Фрагмент текста —
★ ★ ★ ★ ★

Итак, глобальная химическая атака отменяется. Что мешает локально вырубить несколько опасных нейронов? Ничего. Исследователи из MIT пару лет назад научились изменять память лабораторных мышек, воздействуя на одиночные нейроны. Но это рискованное мероприятие. Если у мышки случайно выключат важный участок мозга, плакать будут только гринписовцы. А если у вас? Кто сказал: «Даже гринписовцы плакать не будут!»? Какая высокая самооценка.
Минутка занимательной арифметики. В человеческом мозге 85 миллиардов нейронов (8,5∙1010), почти 95% приходится на новую кору (великий и ужасный неокортекс, который обеспечивает нам доступ к высшим психическим функциям). В неокортексе шесть нейронных слоёв. В каждом слое, таким образом, примерно 16% нейронов, или ~ 1,3∙1010 нейронов, то есть тринадцать миллиардов. Оцените теперь сами, сколькими способами можно связать два соседних слоя. Все шесть слоёв в толщину не превышают 5 мм. Пяти миллиметров! Это одна тетрадная клеточка. И эту маленькую площадку пронизывают связи, связи, связи…
Хорошо. Мы увеличим затраты, мы усовершенствуем оборудование, мы пригласим лучших специалистов. И всё-таки найдём те самые связи, которые сейчас отвечают за вашу любовь к сладкому или за панические атаки в людных местах. Шутка в том, что час назад за те же самые проблемы отвечали совсем другие связи. И тут мы приходим к третьей проблеме, которая станет одновременно нашим спасением.

★ ★ ★ ★ ★

Имеющиеся данные —
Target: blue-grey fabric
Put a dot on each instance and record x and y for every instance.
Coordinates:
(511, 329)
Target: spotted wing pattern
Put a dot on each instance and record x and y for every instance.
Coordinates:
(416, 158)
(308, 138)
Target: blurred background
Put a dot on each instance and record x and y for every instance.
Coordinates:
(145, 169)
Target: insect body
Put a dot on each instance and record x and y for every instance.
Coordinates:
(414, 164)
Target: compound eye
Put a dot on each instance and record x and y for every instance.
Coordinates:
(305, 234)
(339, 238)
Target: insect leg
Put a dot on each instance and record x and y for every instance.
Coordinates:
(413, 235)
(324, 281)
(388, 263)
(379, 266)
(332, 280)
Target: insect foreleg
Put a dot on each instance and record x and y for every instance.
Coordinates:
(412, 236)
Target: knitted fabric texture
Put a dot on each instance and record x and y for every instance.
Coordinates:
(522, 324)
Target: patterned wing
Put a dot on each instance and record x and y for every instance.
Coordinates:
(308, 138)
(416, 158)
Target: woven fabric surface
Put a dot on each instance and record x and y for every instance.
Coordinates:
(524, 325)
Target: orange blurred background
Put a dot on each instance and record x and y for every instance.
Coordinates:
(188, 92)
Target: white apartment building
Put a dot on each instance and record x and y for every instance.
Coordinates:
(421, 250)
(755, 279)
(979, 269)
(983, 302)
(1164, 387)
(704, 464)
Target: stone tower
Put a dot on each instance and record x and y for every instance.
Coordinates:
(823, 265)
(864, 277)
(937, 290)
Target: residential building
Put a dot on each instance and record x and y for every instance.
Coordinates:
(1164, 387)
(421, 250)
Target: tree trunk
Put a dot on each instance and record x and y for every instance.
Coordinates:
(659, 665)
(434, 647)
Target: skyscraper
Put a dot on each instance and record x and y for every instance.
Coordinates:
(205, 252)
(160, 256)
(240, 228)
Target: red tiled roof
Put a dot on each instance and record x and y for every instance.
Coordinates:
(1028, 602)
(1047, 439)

★ ★ ★ ★ ★

Что нужно сделать — Выведите фрагмент текста о нейронах мозга целиком, без единого изменения. Опирайтесь только на фрагмент текста, строки не используйте.

Письменное решение —
Итак, глобальная химическая атака отменяется. Что мешает локально вырубить несколько опасных нейронов? Ничего. Исследователи из MIT пару лет назад научились изменять память лабораторных мышек, воздействуя на одиночные нейроны. Но это рискованное мероприятие. Если у мышки случайно выключат важный участок мозга, плакать будут только гринписовцы. А если у вас? Кто сказал: «Даже гринписовцы плакать не будут!»? Какая высокая самооценка.
Минутка занимательной арифметики. В человеческом мозге 85 миллиардов нейронов (8,5∙1010), почти 95% приходится на новую кору (великий и ужасный неокортекс, который обеспечивает нам доступ к высшим психическим функциям). В неокортексе шесть нейронных слоёв. В каждом слое, таким образом, примерно 16% нейронов, или ~ 1,3∙1010 нейронов, то есть тринадцать миллиардов. Оцените теперь сами, сколькими способами можно связать два соседних слоя. Все шесть слоёв в толщину не превышают 5 мм. Пяти миллиметров! Это одна тетрадная клеточка. И эту маленькую площадку пронизывают связи, связи, связи…
Хорошо. Мы увеличим затраты, мы усовершенствуем оборудование, мы пригласим лучших специалистов. И всё-таки найдём те самые связи, которые сейчас отвечают за вашу любовь к сладкому или за панические атаки в людных местах. Шутка в том, что час назад за те же самые проблемы отвечали совсем другие связи. И тут мы приходим к третьей проблеме, которая станет одновременно нашим спасением.